* Exercise objective:
From the first line to the last, retype the listing without any alteration.

__________

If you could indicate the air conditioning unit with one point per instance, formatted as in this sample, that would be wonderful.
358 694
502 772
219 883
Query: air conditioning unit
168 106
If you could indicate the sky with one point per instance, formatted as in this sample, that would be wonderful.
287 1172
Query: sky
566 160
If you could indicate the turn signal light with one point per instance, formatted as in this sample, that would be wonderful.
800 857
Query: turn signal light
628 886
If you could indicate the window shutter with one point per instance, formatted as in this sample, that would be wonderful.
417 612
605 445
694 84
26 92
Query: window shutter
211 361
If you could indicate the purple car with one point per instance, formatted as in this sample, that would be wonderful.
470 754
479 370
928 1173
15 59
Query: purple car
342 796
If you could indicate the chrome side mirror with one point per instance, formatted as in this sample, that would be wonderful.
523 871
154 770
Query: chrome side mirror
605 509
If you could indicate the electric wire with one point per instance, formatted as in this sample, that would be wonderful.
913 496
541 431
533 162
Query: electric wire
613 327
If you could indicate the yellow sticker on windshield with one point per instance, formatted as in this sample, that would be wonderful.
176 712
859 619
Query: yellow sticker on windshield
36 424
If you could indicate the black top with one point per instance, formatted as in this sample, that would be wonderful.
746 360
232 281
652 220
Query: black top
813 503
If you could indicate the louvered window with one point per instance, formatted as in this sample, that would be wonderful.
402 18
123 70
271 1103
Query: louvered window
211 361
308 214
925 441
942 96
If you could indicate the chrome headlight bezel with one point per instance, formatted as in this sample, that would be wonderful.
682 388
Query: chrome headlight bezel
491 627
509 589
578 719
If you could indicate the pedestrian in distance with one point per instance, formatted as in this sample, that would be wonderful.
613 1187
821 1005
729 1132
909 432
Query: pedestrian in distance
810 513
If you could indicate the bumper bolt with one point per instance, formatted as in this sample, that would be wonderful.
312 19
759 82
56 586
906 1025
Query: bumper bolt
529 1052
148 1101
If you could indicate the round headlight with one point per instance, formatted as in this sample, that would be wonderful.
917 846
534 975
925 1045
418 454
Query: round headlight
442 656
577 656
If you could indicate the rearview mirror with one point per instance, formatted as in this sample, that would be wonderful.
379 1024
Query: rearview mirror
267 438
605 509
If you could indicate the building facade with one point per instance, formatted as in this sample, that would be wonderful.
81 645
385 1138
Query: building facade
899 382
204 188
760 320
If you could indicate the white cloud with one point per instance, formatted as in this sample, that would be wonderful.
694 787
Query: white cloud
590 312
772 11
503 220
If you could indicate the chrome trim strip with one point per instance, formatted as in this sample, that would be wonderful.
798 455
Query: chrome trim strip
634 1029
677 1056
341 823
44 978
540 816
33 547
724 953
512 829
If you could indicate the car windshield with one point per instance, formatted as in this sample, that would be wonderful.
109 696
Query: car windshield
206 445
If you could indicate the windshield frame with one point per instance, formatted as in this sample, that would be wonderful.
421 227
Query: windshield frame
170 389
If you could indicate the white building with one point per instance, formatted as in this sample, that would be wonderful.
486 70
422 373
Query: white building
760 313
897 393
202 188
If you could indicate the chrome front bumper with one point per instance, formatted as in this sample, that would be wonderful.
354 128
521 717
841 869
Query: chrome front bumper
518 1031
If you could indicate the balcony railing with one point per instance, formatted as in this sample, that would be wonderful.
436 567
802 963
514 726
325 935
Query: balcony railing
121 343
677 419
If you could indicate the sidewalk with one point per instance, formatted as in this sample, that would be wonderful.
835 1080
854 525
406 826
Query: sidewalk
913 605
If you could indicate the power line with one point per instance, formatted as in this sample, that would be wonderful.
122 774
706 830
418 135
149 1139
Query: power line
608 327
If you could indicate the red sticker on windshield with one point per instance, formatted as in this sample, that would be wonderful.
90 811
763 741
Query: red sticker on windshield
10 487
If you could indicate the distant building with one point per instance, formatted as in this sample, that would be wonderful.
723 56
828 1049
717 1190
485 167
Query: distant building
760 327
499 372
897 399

__________

* Result of this task:
If you could indicate the air conditioning unit with one point per instance, formatted as in this sample, that would be wonderful.
358 694
502 772
219 883
Query: air conditioning unit
168 106
If you could indicate the sky with one point per instance, formatted as in this sample, that would be wonderful.
287 1172
Query: sky
566 160
If you could indicate the turn signal light with one point per instance, formatted as in this sample, that would be wonderful.
800 857
Query: turn signal light
628 886
If you could indicate the window shutter with one point per instance, formatted as in this sample, that would be wonderful.
417 612
605 445
694 84
26 92
Query: window shutter
211 361
If you could indicate the purple car with one point per instance, formatted as in this sample, that would be wonderful.
470 754
479 370
928 1173
15 59
Query: purple car
342 796
If you could indicate the chrome side mirror with one point per instance, formatted as in this sample, that would be wonderful.
523 871
154 770
Query: chrome side mirror
605 509
If you could indicate the electric wire with one point per instance, formatted as in this sample, that would be wonderful.
913 496
541 431
533 162
Query: electric wire
613 327
If you could indicate the yellow sticker on windshield with one point per instance, formatted as in this sample, that would be wonderful.
176 712
859 619
Query: yellow sticker on windshield
36 424
If you could indicate the black top with one point per instance, formatted as in this sample, that would be wonderful.
746 360
232 281
652 220
Query: black top
813 503
If you could indicate the louvered window with one point per instance, formatted as in this sample, that would be wonderful.
402 18
123 70
271 1103
Query: louvered window
211 361
308 214
925 441
942 96
If you could indicate the chrome headlight bezel with one point per instance, formatted as in this sample, that would be wonderful.
682 388
Query: chrome headlight bezel
491 627
509 589
578 719
If you could indicate the pedestrian in distance with one point per instance, formatted as in this sample, that would be wonderful.
613 1187
821 1005
729 1132
909 432
Query: pedestrian in distance
810 513
If you could indicate the bumper bolt with one point per instance, formatted as in this sample, that would be wonderful.
312 19
759 82
56 586
906 1025
Query: bumper bolt
529 1052
148 1101
If you could indicate the round headlight with one point per instance, formatted as in this sample, that would be wonderful.
917 846
534 975
925 1045
418 454
Query: round headlight
442 656
577 656
If you could indicate the rearview mirror with one point per instance, formatted as in this sample, that would be wonderful.
379 1024
Query: rearview mirror
267 438
605 509
If you could indicate the building facade with one point per instance, formatted as in this sample, that would be wonderful.
81 645
385 1138
Query: building facade
899 382
204 188
760 320
If you could indicate the white cloud with one point per instance, formatted as in this sample, that would be wonderful.
694 787
Query: white cloud
590 312
772 11
503 220
If you could indicate the chrome trim strip with one point per instance, formatted as in this sample, that would be wonderful.
798 455
Query: chrome trim strip
634 1029
677 1056
341 823
44 978
540 816
33 547
724 953
512 829
If you could indicate the car windshield with one point per instance, formatted as in this sample, that would be wonderful.
109 696
Query: car windshield
206 445
If you could indicate the windshield frame with one point per instance, formatted as in this sample, that would be wonderful.
421 227
Query: windshield frame
170 389
If you could indicate the white building with one point per instance, formatted as in this sample, that would be wonderful.
486 70
422 373
Query: white building
760 313
897 393
202 188
If you could indicate the chrome front bumper with one point per instance, formatted as in this sample, that would be wonderful.
354 128
521 717
841 869
Query: chrome front bumper
518 1031
If you could indicate the balcony railing with one point per instance, formatted as in this sample, that would be wonderful.
436 567
802 963
514 726
325 935
Query: balcony railing
121 343
677 419
If you could indicate the sidewalk with one point per instance, formatted as in this sample, that would be wonderful.
835 1080
854 525
406 826
Query: sidewalk
913 605
If you could indicate the power line with one point per instance, formatted as in this sample, that would be wonderful.
122 774
706 830
418 135
149 1139
Query: power line
608 327
If you could indicate the red sticker on windshield with one point per instance, formatted as in this sample, that would be wonderful.
90 811
763 741
Query: red sticker on windshield
10 487
If you could indicate the distant building with one point per instance, formatted as in this sample, that would be wonderful.
723 56
828 1049
717 1190
485 167
Query: distant building
760 327
499 372
897 399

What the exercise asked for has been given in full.